Entries taken from a collection
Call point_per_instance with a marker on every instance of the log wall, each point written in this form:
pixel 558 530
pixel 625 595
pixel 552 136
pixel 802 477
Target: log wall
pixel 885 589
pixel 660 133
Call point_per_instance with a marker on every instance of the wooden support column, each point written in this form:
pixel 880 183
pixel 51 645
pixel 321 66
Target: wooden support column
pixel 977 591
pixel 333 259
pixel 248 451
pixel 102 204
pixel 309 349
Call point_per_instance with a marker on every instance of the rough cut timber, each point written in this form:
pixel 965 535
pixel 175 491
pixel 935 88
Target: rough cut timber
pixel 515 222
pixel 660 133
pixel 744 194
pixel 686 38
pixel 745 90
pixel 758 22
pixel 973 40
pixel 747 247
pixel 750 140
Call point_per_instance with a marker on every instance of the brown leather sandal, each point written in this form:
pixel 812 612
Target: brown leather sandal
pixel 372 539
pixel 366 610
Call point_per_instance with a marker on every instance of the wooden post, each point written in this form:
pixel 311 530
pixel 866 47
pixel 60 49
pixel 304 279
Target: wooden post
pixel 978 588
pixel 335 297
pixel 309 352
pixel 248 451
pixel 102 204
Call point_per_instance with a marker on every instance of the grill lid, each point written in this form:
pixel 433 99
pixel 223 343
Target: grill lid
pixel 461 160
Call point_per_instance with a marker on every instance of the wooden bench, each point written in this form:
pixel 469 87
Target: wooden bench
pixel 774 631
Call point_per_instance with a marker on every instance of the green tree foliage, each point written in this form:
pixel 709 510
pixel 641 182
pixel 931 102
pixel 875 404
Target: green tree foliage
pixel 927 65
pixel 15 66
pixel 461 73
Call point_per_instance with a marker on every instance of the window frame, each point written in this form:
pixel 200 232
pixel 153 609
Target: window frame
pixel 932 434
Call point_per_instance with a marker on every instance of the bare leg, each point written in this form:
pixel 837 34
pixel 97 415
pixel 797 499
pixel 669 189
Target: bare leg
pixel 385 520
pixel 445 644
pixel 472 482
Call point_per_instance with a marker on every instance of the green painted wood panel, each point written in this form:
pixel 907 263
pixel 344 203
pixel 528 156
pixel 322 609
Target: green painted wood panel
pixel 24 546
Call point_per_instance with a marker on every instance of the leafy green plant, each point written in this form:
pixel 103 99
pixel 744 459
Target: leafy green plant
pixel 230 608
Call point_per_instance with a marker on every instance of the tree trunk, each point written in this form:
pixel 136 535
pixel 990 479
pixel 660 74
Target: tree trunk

TASK: Filter the data above down to lines with the word "trunk", and copy them.

WRITTEN ANSWER:
Call point_per_instance with a marker on every instance of the tree trunk, each point written in this form:
Target: tree trunk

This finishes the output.